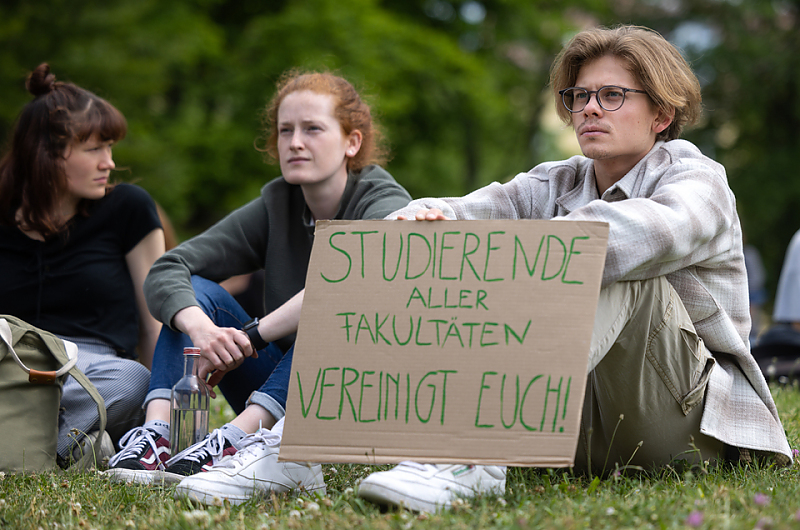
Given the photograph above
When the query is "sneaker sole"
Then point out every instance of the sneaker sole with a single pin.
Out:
(384, 496)
(135, 476)
(218, 498)
(172, 478)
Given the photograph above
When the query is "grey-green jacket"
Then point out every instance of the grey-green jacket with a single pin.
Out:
(273, 232)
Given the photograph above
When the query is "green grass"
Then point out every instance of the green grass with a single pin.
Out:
(733, 497)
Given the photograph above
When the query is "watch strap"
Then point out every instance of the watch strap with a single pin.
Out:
(251, 328)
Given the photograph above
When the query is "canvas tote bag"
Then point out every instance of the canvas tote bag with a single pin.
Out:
(33, 366)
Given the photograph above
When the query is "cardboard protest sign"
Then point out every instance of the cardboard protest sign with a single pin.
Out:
(444, 342)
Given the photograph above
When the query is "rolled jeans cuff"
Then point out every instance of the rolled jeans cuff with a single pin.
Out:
(157, 393)
(265, 401)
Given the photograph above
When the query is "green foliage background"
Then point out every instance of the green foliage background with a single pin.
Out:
(460, 87)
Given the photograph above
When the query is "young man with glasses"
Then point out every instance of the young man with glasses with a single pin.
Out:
(671, 376)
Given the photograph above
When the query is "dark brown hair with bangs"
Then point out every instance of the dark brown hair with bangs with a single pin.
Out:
(32, 177)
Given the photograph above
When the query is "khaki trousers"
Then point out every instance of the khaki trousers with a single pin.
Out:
(645, 391)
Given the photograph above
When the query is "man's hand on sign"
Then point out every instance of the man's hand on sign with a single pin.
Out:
(434, 214)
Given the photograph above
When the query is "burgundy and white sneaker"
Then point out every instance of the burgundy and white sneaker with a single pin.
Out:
(141, 459)
(198, 457)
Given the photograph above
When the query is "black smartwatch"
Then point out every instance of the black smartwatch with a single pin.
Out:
(251, 328)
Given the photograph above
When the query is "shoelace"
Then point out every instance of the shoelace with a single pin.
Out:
(139, 437)
(249, 444)
(213, 444)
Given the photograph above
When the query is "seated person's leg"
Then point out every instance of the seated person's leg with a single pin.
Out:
(651, 370)
(255, 469)
(121, 382)
(136, 460)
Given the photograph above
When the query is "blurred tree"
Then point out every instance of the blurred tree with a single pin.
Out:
(460, 86)
(747, 57)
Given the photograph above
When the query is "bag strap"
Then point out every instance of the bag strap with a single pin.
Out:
(53, 344)
(36, 376)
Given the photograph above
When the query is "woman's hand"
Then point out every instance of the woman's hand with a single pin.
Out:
(221, 349)
(433, 214)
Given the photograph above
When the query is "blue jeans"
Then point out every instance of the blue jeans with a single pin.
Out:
(263, 381)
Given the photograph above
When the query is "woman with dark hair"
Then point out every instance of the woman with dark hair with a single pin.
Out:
(322, 134)
(74, 251)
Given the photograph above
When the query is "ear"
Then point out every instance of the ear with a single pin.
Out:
(663, 121)
(353, 143)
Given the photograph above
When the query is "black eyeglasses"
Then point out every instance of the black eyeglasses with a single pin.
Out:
(610, 98)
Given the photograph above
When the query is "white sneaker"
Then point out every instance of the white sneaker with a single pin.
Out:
(253, 470)
(431, 487)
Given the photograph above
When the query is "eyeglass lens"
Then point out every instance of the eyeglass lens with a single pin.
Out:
(609, 97)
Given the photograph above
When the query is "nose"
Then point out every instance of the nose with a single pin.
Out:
(107, 161)
(593, 107)
(296, 141)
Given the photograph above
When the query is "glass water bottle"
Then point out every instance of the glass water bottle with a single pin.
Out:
(189, 405)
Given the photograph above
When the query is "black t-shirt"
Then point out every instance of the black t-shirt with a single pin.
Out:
(78, 284)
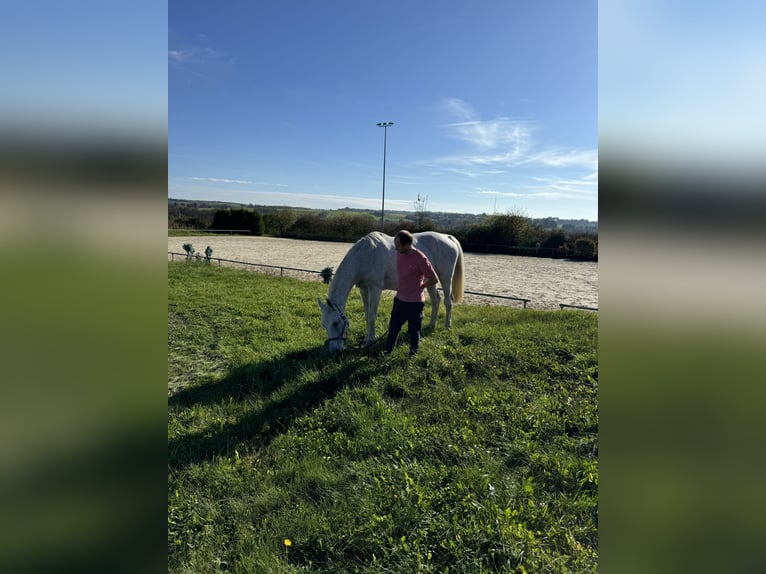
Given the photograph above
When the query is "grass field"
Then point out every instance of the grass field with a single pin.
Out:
(479, 455)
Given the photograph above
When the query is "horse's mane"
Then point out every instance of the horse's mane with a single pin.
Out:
(367, 243)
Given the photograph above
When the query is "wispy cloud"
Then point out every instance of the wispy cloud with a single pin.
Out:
(236, 181)
(503, 143)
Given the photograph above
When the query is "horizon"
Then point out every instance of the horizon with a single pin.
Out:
(508, 212)
(494, 106)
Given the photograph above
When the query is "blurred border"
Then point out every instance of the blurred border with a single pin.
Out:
(83, 173)
(682, 277)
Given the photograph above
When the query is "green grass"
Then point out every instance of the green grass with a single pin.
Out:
(479, 455)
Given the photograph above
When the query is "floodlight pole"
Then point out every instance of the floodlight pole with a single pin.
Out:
(385, 126)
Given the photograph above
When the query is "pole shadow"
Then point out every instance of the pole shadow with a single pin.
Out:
(262, 382)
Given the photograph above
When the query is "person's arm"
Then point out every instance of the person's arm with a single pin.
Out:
(428, 282)
(429, 275)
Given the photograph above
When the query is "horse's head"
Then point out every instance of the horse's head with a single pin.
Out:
(334, 320)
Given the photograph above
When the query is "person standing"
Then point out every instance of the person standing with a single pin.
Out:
(414, 274)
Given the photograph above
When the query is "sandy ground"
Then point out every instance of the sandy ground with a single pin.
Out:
(546, 282)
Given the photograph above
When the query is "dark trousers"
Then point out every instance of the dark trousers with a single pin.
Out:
(404, 312)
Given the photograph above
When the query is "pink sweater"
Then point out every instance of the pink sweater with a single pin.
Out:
(411, 270)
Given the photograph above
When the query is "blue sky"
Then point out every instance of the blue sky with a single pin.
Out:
(494, 104)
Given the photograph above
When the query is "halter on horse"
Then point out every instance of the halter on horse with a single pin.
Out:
(340, 327)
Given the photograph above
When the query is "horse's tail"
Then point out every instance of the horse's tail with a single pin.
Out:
(457, 276)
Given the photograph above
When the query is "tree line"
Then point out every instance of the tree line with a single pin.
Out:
(508, 233)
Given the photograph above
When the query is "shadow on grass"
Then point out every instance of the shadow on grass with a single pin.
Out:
(261, 383)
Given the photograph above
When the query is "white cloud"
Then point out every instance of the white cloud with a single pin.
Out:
(503, 143)
(236, 181)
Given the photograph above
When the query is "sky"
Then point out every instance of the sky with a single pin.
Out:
(493, 104)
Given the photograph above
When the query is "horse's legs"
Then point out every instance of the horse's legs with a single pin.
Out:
(371, 299)
(433, 293)
(447, 286)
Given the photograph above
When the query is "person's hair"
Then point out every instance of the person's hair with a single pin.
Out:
(404, 237)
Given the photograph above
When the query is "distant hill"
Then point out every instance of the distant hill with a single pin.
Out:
(442, 220)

> _Work instructions_
Find every line in the records above that holds the word "nose", and copy each one.

> _Result of the task_
When the query is "nose"
Then point out every instance of the nose with a single pin.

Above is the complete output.